**AIM OF THE EXERCISE**
The data below must be returned in full and exactly.

**SOURCE DATA**
▽
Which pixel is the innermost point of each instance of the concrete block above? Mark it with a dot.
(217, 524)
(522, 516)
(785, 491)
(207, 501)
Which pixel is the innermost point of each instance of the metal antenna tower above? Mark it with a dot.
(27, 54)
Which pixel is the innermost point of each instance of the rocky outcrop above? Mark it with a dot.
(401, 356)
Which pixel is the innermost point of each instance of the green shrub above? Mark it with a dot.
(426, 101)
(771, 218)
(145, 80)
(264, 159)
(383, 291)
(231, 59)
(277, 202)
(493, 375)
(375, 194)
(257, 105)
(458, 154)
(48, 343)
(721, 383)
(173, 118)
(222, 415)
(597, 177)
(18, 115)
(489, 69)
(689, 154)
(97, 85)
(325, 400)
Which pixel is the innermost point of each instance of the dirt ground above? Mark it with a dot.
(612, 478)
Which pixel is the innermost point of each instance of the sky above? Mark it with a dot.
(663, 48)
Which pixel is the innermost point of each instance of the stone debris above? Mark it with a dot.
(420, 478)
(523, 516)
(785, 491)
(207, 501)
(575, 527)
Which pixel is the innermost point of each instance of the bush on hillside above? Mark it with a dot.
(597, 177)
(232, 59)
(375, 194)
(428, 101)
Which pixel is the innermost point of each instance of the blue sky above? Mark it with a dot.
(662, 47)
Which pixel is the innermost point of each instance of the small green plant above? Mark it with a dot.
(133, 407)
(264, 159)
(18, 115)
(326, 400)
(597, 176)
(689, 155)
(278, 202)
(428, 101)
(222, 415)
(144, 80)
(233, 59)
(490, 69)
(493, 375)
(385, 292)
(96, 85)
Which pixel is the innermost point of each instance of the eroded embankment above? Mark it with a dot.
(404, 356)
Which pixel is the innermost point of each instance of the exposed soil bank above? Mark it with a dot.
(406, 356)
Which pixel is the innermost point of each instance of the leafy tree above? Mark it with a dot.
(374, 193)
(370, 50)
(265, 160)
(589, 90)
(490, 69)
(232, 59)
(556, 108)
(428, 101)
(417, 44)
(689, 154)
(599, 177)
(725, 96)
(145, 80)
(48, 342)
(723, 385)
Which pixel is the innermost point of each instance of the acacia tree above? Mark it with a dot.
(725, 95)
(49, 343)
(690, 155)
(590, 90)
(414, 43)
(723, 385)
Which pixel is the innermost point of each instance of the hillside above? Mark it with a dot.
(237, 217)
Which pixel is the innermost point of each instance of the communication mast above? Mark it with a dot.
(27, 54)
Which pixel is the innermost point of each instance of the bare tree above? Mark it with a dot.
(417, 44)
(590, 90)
△
**ANSWER FOR THIS EXERCISE**
Which pixel is the innermost point of each instance of the concrete block above? Mark it with a dot.
(217, 524)
(522, 516)
(785, 491)
(207, 501)
Which pixel is the innermost point of each instance of the metal antenna tower above? Mark it with a dot.
(27, 54)
Which pixel is the innermost point of each instance of the rocky outcrop above? Mark it with a dot.
(401, 356)
Which pixel is the innermost point of each instance of the green shrub above? Mark it with a dot.
(426, 101)
(771, 218)
(145, 80)
(264, 159)
(383, 291)
(231, 59)
(277, 202)
(493, 375)
(375, 194)
(257, 105)
(458, 154)
(48, 343)
(721, 383)
(173, 118)
(222, 415)
(597, 177)
(18, 115)
(489, 69)
(689, 154)
(97, 85)
(325, 400)
Which pixel is the innermost point of each instance of the dirt ground above? Mark it with a dot.
(612, 478)
Which pixel is the innermost point of each instance of the sky above? Mark it with a dot.
(663, 48)
Which pixel is the innermost point of each instance of the stone debris above? Mark it with a dot.
(420, 478)
(523, 516)
(785, 491)
(207, 501)
(575, 527)
Which pixel is the innermost point of each instance of the bush on hillside above? Mark it with a dot.
(597, 177)
(232, 59)
(375, 194)
(428, 101)
Which pixel is the innermost point of each instance of the blue sky above? Mark it with a dot.
(662, 47)
Which pixel is the innermost point of each instance of the small green plant above? Mark it with a dot.
(133, 407)
(264, 159)
(18, 115)
(326, 400)
(597, 176)
(689, 155)
(278, 202)
(428, 101)
(222, 415)
(144, 80)
(233, 59)
(490, 69)
(493, 375)
(385, 292)
(96, 85)
Which pixel is the innermost point of each instance of the eroded embankment above? Mark it with a dot.
(404, 356)
Which pixel is the innermost point of each instance of the exposed soil bank above? Mark it with a dot.
(406, 356)
Which pixel is the innermost point of each instance of the leafy tree above? Mark it with a dot.
(374, 193)
(370, 50)
(265, 160)
(589, 90)
(490, 69)
(232, 59)
(556, 108)
(428, 101)
(417, 44)
(689, 154)
(599, 177)
(725, 96)
(145, 80)
(48, 342)
(723, 385)
Which pixel is the innermost point of each instance of the acacia tree above? Mark it with a dot.
(725, 95)
(49, 343)
(690, 155)
(590, 90)
(414, 43)
(723, 385)
Which pixel is the innermost point of each instance of the hillside above? Mark it with a dot.
(237, 217)
Which pixel is the innermost point of each instance of the communication mast above? Mark it with a dot.
(27, 54)
Which pixel is the innermost point of each instance of the bare tree above? Mark it with a dot.
(417, 44)
(590, 90)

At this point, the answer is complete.